[Document excerpt]:

____

Miami City Mayor Suarez Invites Twitter to Move to Florida

(Bloomberg) — Miami Mayor Francis Suarez invited Twitter Inc. to move to the city amid Elon Musk’s $44 billion buyout of the social-media company.

“We’d love to have Twitter here,” Suarez said Friday during an interview at a Bloomberg Power Players event in Miami. “We think what he is trying to accomplish with Twitter dovetails very nicely with the brand of the city of Miami.”

Suarez, who noted the city’s growth in both tech-job creation and migration, said he hadn’t yet talked to Musk about a potential move, but pointed to other companies adding office space in the city, including Microsoft Corp. Suarez said there had also been talk about Apple Inc. and Cisco Systems Inc. 

“I think we’re on the cusp of getting something big, like, you know, Jeff Bezos moving here or Elon Musk moving here,” Suarez said, joking that he thought Musk would have relocated to Miami instead of Austin, Texas, had the move happened more recently.

“There’s nobody in Sao Paulo or Paris, or, you know, or any other part of the world saying, ‘Man, I can’t wait to get on that plane to Austin’,” he said to widespread laughter. “It’s not an international city. I don’t think they would argue that they’re an international city. I think Miami is a global city.”

____

[Dataset excerpt]:
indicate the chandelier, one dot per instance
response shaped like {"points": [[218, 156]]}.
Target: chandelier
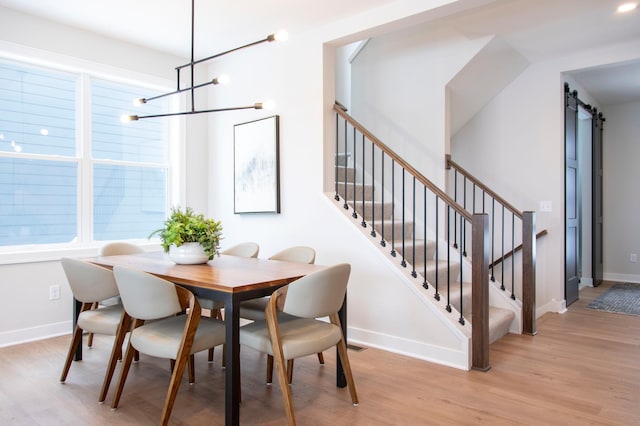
{"points": [[190, 67]]}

____

[Written instruction 1]:
Can you sum up the article on Miami's mayor inviting Twitter in two sentences?
[Written instruction 2]:
Answer these questions from the article on Miami's mayor inviting Twitter:
(a) At what event did Suarez give the interview?
(b) Which company does the article name as adding office space in Miami?
(c) To what city did Suarez joke that Musk had relocated instead of Miami?
[Written instruction 3]:
Would you reproduce the stretch of the article on Miami's mayor inviting Twitter from "Suarez, who noted" through "Cisco Systems Inc." word for word?

[Complete output 1]:
Miami Mayor Francis Suarez invited Twitter to move to the city amid Elon Musk's $44 billion buyout of the company, saying Musk's aims for Twitter fit nicely with Miami's brand. He hadn't yet talked to Musk about a move, but he pointed to other companies adding office space in Miami, including Microsoft, and called Miami a global city, unlike Austin.

[Complete output 2]:
(a) A Bloomberg Power Players event in Miami
(b) Microsoft Corp.
(c) Austin, Texas

[Complete output 3]:
Suarez, who noted the city’s growth in both tech-job creation and migration, said he hadn’t yet talked to Musk about a potential move, but pointed to other companies adding office space in the city, including Microsoft Corp. Suarez said there had also been talk about Apple Inc. and Cisco Systems Inc.